═════ Record list
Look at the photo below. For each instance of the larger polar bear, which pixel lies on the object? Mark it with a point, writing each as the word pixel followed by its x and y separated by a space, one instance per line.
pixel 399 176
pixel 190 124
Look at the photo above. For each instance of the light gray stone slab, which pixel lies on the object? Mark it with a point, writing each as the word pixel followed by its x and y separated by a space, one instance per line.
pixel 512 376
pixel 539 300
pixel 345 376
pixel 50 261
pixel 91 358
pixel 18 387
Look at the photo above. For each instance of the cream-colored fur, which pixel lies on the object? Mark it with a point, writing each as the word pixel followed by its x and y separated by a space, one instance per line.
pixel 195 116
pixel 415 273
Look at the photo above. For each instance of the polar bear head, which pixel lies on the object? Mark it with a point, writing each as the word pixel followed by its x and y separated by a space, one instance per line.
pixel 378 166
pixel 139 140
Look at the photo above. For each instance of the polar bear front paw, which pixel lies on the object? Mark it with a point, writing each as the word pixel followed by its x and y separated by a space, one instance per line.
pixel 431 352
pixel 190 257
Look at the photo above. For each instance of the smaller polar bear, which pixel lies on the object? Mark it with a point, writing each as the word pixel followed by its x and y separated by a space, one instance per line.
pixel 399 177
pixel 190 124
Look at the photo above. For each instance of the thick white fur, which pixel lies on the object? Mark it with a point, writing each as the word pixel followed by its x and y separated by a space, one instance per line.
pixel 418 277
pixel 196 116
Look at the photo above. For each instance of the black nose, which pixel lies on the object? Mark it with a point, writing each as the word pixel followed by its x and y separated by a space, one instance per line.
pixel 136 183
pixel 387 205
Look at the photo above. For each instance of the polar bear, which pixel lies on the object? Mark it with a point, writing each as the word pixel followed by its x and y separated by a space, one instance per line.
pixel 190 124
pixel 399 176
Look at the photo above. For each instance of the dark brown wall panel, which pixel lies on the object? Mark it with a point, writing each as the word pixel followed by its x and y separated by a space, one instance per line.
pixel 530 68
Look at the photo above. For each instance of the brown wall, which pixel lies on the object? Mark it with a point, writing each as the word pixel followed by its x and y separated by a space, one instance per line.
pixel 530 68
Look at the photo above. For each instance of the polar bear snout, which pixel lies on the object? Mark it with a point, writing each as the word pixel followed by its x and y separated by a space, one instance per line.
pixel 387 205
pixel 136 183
══════════
▶ _Task_
Copy everything from the start of the data down through the line containing "pixel 18 387", changing "light gray stone slab" to "pale gray stone slab" and keeping everything else the same.

▶ _Finished answer_
Look at the photo below. For each instance of the larger polar bear, which pixel lies on the object? Mark it with a point, writing each as the word pixel followed by its x and y separated by a space, one instance per line.
pixel 399 176
pixel 190 124
Look at the photo above. For each instance of the pale gray stone slab, which pixel lies on the object? Mark it with a point, writing each as the word pixel followed by its x and y separated by a space, one instance per line.
pixel 512 376
pixel 539 300
pixel 345 376
pixel 50 261
pixel 91 358
pixel 18 387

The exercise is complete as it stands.